RECORDS SUPPLIED:

####################

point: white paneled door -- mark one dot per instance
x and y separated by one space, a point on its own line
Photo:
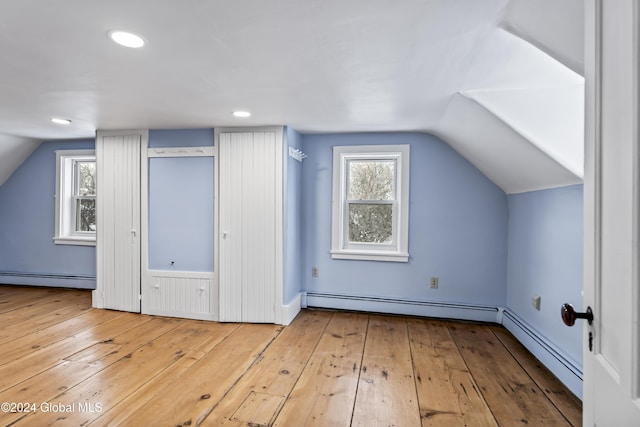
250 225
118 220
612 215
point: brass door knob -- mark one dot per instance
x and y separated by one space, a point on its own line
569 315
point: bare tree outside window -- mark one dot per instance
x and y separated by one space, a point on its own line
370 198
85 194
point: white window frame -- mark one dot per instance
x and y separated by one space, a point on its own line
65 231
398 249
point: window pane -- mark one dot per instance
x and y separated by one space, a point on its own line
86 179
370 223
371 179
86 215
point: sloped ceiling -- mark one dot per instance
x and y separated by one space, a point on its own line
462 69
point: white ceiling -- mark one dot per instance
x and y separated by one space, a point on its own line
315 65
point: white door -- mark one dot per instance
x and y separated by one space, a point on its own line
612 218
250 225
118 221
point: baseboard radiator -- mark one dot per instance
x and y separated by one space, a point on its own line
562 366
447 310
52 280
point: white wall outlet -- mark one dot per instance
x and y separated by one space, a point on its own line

####################

TASK:
Of all the entries above, output exactly the lines between the one holding "point: sloped ceiling" and the one holding "point: white door", inclusive.

EXPECTED OUTPUT:
point: sloped ceiling -- mark one dot per instance
x and y separated by one space, a point on its own line
462 69
point: white ceiling -- mark one dot per instance
x and y separated by one space, a point on its own line
315 65
point: white door -- mark one dot per instance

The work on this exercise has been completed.